The Geneseo clinic and mindfulness has worked well for a 20 year-old, but my son was just a toddler. The recommendations were received for speech therapy were a lot like the ineffective therapy I suffered through as a teen. I eventually found Dr. Elena Caffentzis in New York City, who recommended we turn our house into speech therapy. We were instructed to give his speech a break; to talk slower than Mr. Rogers whenever Aaron was within ear-shot, to avoid interrupting him or even asking him questions. When I’d model extra-slow smooth speech back to him after a stutter, he would stare intently at my lips, silently copying me.
After six months of following these recommendations, Aaron was stutter-free. I felt proud of the gift I’d given him.
Then Aaron had a bad third-grade teacher. He became anxious, shook his hands when he talked, and then started to stutter again. My mother pulled me aside and told me to get him out of that school. We switched Aaron to an outstanding private school, St. Johns Country Day School. His second day of school, he walked quietly over to me, got on his knees, hugged my shins and said, “Thank you for this new school.” (I can hardly tell the story without getting choked up!)
But the stuttering remained. It was about a 2 or 3 on a 10-point scale. His speech didn’t interfere with his academics, where he excelled as a straight-A student in honors courses. By 8th grade, his stuttering wasn’t worse, but it started to really bother him. His stuttering mirrored mine, and I could relate to his difficulty speaking casually in groups of good friends when witty zingers have to be delivered quickly, or the moment is lost. Aaron’s speech was preventing him from fully participating with his peers.

### Task set
1. In the passage about Aaron's stuttering, how long did Aaron follow the recommendations before he was stutter-free?
2. Rewrite the paragraph beginning "Then Aaron had a bad third-grade teacher" from the passage about Aaron's stuttering as a shorter paragraph, keeping its main facts.

### Dataset extract
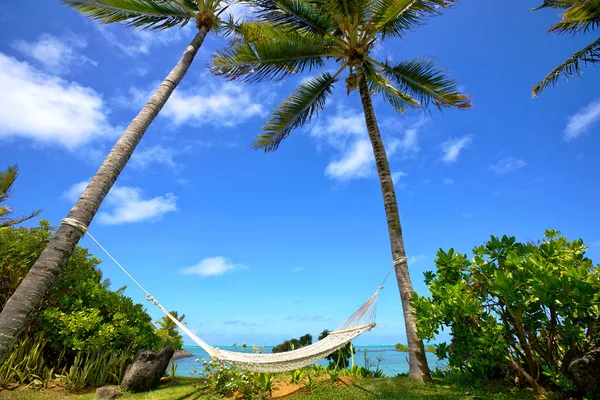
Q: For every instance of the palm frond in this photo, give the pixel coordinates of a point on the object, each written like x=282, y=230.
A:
x=145, y=14
x=422, y=80
x=294, y=14
x=269, y=58
x=307, y=100
x=7, y=180
x=556, y=4
x=570, y=68
x=581, y=17
x=379, y=84
x=396, y=17
x=6, y=222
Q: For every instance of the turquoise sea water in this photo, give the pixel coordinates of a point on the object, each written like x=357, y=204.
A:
x=390, y=361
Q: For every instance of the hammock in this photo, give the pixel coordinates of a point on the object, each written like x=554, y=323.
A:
x=361, y=321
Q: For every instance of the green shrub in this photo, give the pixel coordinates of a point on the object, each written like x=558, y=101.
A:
x=519, y=309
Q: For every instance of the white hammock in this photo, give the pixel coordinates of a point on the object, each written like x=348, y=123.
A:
x=358, y=323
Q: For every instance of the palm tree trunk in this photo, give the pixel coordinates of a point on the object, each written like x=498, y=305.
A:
x=28, y=297
x=417, y=361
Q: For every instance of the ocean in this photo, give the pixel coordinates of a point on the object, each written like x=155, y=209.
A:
x=392, y=362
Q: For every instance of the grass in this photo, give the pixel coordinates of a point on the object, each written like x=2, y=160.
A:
x=359, y=389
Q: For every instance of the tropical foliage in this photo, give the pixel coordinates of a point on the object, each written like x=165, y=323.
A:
x=580, y=16
x=296, y=36
x=524, y=310
x=168, y=330
x=293, y=344
x=80, y=313
x=7, y=180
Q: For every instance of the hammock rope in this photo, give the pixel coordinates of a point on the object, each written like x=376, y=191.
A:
x=361, y=321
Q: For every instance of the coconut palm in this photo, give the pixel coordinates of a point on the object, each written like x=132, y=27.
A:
x=293, y=36
x=581, y=16
x=7, y=180
x=142, y=14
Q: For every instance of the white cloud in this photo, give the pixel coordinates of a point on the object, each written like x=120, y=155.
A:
x=48, y=109
x=582, y=121
x=213, y=266
x=507, y=164
x=54, y=54
x=133, y=42
x=157, y=154
x=126, y=205
x=346, y=132
x=417, y=258
x=451, y=148
x=223, y=104
x=397, y=176
x=357, y=162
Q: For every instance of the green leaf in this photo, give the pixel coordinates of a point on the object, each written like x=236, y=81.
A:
x=422, y=80
x=571, y=67
x=306, y=101
x=145, y=14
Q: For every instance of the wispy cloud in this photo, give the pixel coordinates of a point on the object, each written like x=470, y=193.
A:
x=55, y=55
x=346, y=133
x=157, y=154
x=507, y=165
x=131, y=43
x=239, y=322
x=417, y=259
x=48, y=109
x=452, y=147
x=127, y=205
x=582, y=120
x=218, y=103
x=213, y=266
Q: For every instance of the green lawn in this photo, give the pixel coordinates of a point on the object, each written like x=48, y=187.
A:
x=360, y=389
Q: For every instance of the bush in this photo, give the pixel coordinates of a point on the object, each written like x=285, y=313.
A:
x=293, y=344
x=520, y=309
x=81, y=319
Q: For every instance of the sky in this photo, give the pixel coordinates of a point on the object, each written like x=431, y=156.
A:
x=256, y=247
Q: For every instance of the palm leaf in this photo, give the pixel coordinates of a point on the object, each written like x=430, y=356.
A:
x=396, y=17
x=379, y=84
x=570, y=68
x=7, y=179
x=307, y=100
x=581, y=17
x=269, y=58
x=294, y=14
x=422, y=80
x=145, y=14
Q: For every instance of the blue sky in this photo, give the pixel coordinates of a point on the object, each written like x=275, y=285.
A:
x=257, y=247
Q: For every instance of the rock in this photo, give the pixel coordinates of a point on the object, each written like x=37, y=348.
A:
x=181, y=354
x=145, y=371
x=109, y=392
x=585, y=372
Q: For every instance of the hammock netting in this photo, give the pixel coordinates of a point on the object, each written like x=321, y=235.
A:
x=358, y=323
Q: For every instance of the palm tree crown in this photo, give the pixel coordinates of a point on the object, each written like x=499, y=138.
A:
x=580, y=16
x=298, y=35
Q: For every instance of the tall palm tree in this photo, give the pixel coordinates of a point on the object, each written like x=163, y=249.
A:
x=7, y=180
x=143, y=14
x=581, y=16
x=292, y=36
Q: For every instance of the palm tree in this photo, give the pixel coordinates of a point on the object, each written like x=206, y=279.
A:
x=293, y=36
x=7, y=180
x=143, y=14
x=581, y=16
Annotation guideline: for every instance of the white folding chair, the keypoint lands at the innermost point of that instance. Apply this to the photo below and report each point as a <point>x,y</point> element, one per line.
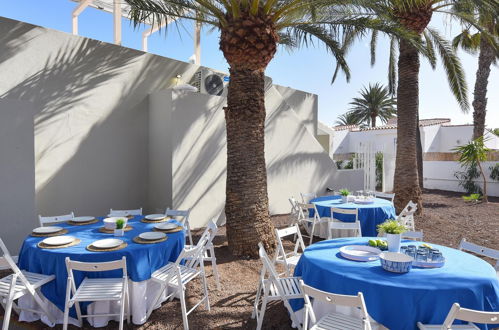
<point>288,259</point>
<point>383,195</point>
<point>336,224</point>
<point>18,284</point>
<point>305,219</point>
<point>125,213</point>
<point>184,220</point>
<point>413,235</point>
<point>209,250</point>
<point>334,320</point>
<point>55,219</point>
<point>176,275</point>
<point>481,250</point>
<point>96,289</point>
<point>469,315</point>
<point>272,288</point>
<point>406,217</point>
<point>306,197</point>
<point>293,213</point>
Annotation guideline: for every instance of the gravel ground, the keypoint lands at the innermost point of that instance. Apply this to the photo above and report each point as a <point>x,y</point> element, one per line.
<point>446,220</point>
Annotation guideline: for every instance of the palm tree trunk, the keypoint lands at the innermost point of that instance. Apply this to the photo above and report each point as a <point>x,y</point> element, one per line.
<point>406,184</point>
<point>246,208</point>
<point>485,60</point>
<point>485,199</point>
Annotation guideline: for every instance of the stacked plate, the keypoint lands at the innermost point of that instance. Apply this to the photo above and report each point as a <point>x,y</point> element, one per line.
<point>108,243</point>
<point>167,226</point>
<point>152,236</point>
<point>47,230</point>
<point>58,240</point>
<point>155,217</point>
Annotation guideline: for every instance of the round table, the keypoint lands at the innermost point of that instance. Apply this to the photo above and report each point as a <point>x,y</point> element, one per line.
<point>142,261</point>
<point>399,301</point>
<point>370,215</point>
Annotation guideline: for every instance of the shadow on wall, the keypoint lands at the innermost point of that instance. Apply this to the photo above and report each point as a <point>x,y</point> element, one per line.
<point>91,133</point>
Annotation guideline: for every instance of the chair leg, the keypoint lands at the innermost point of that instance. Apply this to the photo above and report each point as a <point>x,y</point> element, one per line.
<point>214,267</point>
<point>184,309</point>
<point>8,311</point>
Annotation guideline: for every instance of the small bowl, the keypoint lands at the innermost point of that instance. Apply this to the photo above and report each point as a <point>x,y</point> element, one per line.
<point>110,223</point>
<point>396,262</point>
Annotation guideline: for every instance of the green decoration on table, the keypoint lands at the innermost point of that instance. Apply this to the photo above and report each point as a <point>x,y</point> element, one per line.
<point>344,192</point>
<point>391,226</point>
<point>120,223</point>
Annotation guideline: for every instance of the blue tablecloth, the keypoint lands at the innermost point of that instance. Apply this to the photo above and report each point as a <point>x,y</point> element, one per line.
<point>142,259</point>
<point>398,301</point>
<point>370,215</point>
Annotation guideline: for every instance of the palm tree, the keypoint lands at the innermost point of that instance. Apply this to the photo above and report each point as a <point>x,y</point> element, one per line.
<point>474,43</point>
<point>346,119</point>
<point>375,101</point>
<point>250,31</point>
<point>403,76</point>
<point>473,154</point>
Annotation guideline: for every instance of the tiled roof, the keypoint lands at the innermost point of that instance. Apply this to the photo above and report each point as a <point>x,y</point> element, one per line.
<point>392,124</point>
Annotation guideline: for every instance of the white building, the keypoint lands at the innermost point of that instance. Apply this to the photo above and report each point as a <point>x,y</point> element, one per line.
<point>438,137</point>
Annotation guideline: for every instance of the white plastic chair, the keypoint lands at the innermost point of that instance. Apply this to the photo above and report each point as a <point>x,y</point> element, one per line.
<point>304,217</point>
<point>176,275</point>
<point>334,320</point>
<point>481,250</point>
<point>413,235</point>
<point>55,219</point>
<point>18,284</point>
<point>406,217</point>
<point>184,215</point>
<point>383,195</point>
<point>209,250</point>
<point>288,259</point>
<point>306,197</point>
<point>272,288</point>
<point>458,313</point>
<point>97,289</point>
<point>125,213</point>
<point>336,224</point>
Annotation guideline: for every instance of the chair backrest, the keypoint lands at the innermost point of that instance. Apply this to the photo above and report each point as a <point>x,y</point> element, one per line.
<point>184,220</point>
<point>414,235</point>
<point>288,231</point>
<point>55,219</point>
<point>306,197</point>
<point>334,299</point>
<point>481,250</point>
<point>7,261</point>
<point>469,315</point>
<point>303,211</point>
<point>406,217</point>
<point>383,195</point>
<point>124,213</point>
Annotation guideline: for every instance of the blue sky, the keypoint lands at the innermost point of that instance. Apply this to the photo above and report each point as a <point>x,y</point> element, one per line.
<point>304,69</point>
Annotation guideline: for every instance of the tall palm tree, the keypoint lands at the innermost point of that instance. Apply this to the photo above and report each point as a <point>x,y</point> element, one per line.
<point>375,101</point>
<point>346,119</point>
<point>473,42</point>
<point>403,76</point>
<point>249,33</point>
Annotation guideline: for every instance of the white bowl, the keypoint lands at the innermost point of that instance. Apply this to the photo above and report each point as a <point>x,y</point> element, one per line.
<point>110,223</point>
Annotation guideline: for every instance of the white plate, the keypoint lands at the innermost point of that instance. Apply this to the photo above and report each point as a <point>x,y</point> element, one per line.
<point>107,243</point>
<point>152,235</point>
<point>360,252</point>
<point>47,230</point>
<point>58,240</point>
<point>155,216</point>
<point>82,219</point>
<point>166,226</point>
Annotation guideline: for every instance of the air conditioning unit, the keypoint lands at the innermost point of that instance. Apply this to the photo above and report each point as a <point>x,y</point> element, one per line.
<point>212,82</point>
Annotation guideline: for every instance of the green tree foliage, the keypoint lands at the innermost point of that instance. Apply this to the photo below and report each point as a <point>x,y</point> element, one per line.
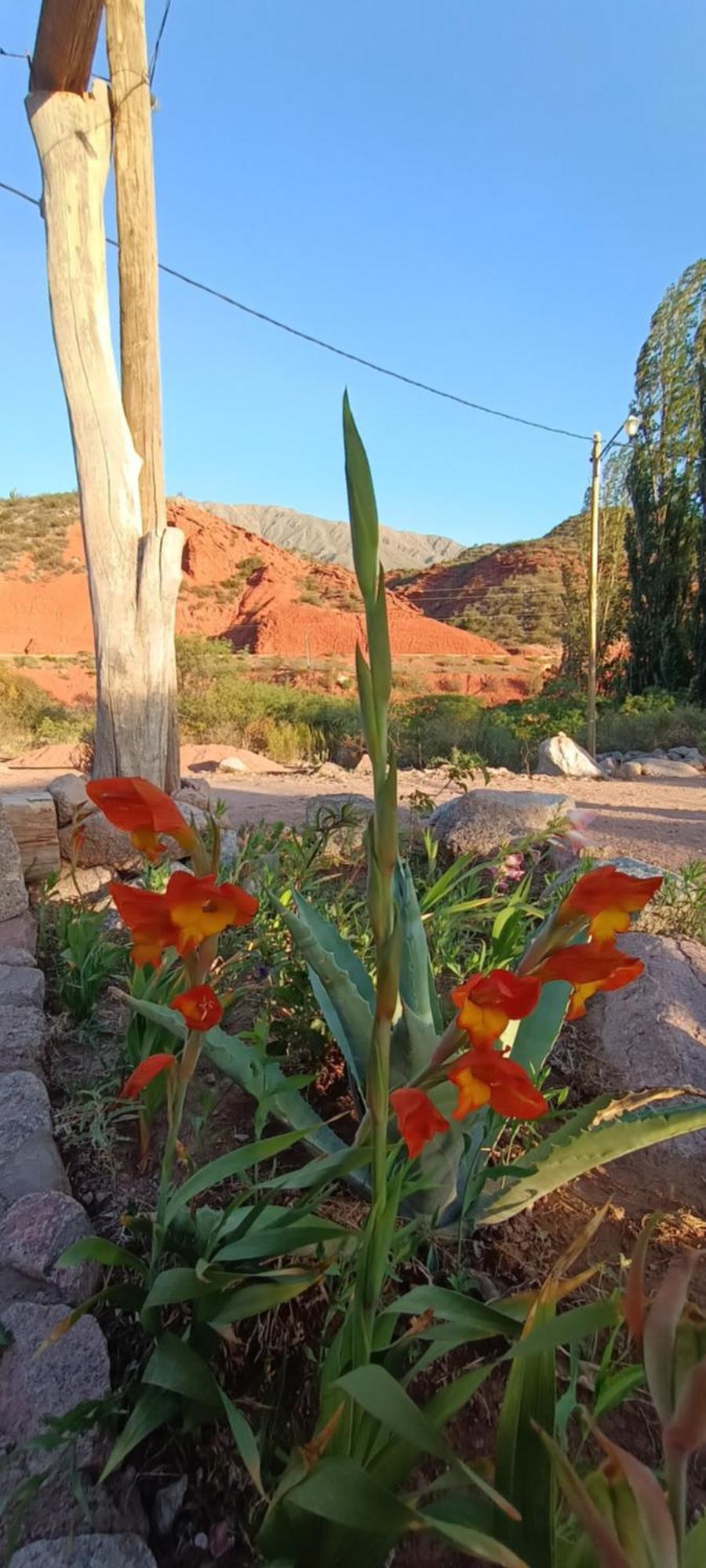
<point>664,487</point>
<point>613,579</point>
<point>701,648</point>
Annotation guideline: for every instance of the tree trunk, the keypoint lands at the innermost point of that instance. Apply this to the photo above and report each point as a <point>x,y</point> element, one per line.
<point>134,579</point>
<point>137,247</point>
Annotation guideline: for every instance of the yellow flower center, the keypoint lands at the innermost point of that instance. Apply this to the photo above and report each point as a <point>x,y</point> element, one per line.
<point>484,1025</point>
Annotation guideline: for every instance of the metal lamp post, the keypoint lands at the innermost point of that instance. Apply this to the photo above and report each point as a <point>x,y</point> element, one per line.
<point>630,427</point>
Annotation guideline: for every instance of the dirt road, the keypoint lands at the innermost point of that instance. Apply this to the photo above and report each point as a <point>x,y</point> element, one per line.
<point>649,819</point>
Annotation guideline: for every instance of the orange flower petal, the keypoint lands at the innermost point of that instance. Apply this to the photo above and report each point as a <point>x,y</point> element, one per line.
<point>145,1073</point>
<point>487,1003</point>
<point>144,811</point>
<point>511,1091</point>
<point>200,1007</point>
<point>417,1119</point>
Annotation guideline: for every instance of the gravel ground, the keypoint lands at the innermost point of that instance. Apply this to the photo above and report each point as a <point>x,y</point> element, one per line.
<point>649,819</point>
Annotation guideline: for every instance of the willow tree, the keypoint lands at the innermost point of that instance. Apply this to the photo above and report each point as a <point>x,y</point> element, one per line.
<point>664,487</point>
<point>133,557</point>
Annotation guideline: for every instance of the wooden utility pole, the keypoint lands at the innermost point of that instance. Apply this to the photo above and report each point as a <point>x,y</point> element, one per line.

### Results of the exercise
1. Six months.

2. A bad third-grade teacher made Aaron anxious. He shook his hands when he talked and began stuttering again. My mother urged me to take him out of that school, so we moved him to St. Johns Country Day School, a private school. On his second day there, he knelt, hugged my shins and thanked me for the new school.